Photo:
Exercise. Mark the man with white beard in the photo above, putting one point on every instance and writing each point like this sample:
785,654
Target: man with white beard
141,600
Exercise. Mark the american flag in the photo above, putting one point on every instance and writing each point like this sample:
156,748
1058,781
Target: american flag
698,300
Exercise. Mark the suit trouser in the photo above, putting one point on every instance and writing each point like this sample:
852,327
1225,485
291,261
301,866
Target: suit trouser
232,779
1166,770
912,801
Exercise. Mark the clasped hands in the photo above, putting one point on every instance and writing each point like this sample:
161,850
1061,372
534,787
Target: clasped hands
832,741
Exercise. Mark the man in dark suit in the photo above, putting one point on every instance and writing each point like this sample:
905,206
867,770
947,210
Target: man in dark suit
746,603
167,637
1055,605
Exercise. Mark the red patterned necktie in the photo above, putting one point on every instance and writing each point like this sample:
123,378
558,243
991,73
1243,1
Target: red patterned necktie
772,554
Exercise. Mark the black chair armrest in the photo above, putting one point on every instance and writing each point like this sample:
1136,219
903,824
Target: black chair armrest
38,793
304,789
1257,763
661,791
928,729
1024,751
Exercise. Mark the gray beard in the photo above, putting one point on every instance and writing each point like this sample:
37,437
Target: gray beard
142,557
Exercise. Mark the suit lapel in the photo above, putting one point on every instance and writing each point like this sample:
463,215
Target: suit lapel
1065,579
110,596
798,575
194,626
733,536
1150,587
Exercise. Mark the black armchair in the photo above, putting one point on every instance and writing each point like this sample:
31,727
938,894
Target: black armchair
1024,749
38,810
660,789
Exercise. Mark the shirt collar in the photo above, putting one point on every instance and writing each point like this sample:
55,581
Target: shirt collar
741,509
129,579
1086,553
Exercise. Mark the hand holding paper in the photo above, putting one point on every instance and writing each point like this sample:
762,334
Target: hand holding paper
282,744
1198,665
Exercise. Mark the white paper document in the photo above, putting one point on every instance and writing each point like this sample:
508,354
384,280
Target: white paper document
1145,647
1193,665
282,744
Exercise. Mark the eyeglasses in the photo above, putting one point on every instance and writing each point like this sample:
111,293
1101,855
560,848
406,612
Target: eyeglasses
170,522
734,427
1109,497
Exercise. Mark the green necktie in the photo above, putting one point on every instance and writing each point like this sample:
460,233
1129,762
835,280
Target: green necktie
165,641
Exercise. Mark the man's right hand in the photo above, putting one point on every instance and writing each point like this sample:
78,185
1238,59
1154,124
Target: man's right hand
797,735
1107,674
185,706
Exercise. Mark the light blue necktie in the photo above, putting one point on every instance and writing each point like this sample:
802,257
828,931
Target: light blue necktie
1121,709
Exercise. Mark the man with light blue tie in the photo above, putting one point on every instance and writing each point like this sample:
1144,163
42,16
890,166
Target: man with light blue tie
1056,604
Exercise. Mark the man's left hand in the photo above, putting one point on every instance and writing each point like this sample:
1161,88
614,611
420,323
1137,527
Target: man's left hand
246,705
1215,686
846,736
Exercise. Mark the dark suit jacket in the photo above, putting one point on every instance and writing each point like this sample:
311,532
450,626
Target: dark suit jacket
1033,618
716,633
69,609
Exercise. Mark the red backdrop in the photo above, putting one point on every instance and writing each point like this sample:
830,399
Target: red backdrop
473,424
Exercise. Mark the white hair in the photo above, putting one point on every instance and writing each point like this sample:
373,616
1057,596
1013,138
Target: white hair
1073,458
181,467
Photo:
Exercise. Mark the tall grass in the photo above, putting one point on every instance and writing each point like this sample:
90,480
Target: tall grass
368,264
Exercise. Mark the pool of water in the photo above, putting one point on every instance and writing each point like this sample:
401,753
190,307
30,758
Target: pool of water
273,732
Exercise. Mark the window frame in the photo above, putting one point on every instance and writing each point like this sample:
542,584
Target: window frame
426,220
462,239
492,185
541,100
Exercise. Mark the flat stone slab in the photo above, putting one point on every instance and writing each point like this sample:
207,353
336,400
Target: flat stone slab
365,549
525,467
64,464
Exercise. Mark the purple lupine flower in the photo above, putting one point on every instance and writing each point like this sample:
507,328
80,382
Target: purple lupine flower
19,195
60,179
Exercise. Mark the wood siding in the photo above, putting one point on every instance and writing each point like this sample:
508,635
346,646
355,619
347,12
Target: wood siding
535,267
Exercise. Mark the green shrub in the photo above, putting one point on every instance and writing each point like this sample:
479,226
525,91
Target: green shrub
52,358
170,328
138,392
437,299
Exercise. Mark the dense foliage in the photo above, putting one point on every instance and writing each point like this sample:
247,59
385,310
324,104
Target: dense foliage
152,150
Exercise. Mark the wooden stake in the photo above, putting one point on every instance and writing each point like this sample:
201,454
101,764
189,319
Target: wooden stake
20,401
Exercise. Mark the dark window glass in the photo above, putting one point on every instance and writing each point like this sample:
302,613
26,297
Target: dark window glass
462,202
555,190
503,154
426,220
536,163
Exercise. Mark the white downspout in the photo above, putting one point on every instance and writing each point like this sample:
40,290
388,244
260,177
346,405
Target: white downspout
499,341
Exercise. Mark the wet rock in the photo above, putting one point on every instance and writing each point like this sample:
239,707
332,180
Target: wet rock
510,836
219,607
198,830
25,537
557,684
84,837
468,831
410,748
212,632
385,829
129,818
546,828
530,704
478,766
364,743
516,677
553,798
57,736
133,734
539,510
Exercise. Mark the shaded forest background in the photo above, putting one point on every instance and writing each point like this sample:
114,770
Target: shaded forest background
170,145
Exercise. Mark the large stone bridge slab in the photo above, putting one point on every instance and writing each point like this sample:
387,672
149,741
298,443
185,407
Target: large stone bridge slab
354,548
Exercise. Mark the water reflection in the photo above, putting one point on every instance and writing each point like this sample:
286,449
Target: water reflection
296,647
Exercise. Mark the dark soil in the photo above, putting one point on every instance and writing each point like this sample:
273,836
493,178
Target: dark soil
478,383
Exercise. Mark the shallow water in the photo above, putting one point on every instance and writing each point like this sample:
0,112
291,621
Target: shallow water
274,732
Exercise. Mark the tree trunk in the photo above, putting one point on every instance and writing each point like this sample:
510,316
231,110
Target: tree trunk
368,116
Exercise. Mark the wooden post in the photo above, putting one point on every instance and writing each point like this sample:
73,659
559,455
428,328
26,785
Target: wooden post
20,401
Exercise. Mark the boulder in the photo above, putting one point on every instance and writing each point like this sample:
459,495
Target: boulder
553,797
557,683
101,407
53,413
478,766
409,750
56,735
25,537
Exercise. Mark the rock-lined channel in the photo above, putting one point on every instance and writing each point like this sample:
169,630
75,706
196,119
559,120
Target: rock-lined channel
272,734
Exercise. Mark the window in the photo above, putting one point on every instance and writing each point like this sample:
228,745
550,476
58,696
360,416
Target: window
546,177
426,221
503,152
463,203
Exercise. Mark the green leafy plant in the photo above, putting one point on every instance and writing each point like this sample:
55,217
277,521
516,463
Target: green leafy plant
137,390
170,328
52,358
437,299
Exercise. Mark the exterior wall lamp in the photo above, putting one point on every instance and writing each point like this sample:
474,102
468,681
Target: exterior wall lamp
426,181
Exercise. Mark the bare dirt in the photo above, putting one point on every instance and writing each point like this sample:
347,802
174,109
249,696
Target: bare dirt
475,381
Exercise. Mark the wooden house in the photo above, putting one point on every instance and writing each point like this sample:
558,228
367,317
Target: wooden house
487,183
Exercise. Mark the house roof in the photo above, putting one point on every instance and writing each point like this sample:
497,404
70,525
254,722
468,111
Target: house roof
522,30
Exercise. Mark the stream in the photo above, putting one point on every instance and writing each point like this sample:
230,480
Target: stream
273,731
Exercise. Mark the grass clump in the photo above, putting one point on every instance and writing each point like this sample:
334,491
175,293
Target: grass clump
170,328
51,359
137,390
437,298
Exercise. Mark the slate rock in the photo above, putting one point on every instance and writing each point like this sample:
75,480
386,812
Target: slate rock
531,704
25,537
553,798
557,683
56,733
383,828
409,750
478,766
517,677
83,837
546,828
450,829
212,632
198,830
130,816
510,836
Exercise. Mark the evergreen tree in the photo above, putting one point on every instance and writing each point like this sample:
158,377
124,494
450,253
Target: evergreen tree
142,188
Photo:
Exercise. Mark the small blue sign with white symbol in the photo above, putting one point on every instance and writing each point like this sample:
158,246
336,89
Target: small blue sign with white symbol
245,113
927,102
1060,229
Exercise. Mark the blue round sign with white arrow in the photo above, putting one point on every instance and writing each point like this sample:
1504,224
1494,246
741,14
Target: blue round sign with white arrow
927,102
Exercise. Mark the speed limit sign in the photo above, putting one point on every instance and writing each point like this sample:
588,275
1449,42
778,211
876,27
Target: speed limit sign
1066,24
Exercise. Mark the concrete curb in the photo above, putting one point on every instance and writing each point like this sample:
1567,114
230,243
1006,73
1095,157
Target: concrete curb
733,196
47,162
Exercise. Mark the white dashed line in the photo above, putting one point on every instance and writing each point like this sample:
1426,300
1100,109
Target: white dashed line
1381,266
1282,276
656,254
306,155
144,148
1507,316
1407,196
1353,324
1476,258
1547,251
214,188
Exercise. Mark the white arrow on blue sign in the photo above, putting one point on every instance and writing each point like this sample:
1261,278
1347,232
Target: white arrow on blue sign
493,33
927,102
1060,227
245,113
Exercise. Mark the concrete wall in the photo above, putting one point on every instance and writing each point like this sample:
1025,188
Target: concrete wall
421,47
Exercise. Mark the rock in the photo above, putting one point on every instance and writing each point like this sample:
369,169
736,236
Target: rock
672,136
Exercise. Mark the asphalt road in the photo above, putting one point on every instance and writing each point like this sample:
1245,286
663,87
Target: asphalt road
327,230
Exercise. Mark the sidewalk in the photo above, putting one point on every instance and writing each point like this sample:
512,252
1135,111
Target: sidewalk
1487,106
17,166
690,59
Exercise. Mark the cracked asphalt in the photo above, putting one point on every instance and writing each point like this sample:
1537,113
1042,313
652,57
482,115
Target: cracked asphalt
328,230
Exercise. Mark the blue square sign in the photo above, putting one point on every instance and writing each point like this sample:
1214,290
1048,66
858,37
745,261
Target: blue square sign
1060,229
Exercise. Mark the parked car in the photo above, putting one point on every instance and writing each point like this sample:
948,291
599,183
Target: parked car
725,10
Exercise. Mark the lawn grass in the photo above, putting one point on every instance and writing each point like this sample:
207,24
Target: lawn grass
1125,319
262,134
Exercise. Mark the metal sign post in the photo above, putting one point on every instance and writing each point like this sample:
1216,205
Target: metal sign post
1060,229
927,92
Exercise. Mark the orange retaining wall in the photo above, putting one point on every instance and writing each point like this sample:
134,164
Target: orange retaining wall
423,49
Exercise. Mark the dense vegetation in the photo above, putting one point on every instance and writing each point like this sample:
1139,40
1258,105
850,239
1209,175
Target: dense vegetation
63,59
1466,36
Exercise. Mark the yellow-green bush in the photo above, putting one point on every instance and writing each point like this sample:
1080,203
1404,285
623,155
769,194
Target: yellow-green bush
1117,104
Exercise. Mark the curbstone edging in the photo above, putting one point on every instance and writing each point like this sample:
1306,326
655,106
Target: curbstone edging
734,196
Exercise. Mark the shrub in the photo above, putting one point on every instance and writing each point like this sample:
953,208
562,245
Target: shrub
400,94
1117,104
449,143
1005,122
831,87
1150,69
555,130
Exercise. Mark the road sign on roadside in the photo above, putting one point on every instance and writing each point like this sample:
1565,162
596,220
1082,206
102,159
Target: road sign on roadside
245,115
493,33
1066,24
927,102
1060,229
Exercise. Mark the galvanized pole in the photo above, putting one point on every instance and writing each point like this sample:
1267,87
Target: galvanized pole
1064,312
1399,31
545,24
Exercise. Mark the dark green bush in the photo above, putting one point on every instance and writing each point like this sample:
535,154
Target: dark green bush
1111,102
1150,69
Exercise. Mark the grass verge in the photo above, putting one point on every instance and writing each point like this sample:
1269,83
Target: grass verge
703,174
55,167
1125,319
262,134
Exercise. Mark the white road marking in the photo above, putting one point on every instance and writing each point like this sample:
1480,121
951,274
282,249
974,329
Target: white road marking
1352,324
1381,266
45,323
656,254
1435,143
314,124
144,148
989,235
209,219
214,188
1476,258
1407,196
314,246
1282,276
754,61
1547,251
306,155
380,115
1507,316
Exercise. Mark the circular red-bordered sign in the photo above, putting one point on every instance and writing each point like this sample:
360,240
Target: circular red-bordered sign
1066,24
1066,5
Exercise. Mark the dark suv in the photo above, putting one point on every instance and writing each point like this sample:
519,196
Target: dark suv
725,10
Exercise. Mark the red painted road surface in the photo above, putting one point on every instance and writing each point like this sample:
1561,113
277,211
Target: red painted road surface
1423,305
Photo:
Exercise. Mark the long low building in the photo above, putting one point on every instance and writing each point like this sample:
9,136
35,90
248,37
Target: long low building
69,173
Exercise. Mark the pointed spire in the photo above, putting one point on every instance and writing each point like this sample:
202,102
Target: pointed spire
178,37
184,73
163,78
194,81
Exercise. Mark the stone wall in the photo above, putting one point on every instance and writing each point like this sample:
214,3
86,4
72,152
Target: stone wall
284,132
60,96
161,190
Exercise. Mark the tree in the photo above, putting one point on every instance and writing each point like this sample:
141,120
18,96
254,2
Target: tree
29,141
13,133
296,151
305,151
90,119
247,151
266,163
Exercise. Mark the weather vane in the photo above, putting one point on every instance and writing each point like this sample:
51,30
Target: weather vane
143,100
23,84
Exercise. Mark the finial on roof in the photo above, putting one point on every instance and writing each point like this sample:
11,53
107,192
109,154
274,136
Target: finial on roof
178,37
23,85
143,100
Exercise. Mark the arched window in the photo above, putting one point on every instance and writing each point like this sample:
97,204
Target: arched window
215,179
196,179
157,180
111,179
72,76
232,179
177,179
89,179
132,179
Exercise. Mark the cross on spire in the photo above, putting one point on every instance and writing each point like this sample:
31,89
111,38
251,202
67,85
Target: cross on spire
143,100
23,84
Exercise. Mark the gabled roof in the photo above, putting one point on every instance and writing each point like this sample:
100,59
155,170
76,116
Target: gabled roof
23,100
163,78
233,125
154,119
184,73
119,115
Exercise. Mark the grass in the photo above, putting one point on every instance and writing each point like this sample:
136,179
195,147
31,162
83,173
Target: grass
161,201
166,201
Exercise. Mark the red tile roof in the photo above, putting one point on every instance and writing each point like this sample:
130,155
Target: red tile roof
──────────
* [EXERCISE] Using the listing above, locate the lines that hold "tile" and copy each one.

* [THE ANSWER]
Exercise. Mark the red tile roof in the photo above, putting one point on every instance and writing each point like this sample:
Target: red tile roof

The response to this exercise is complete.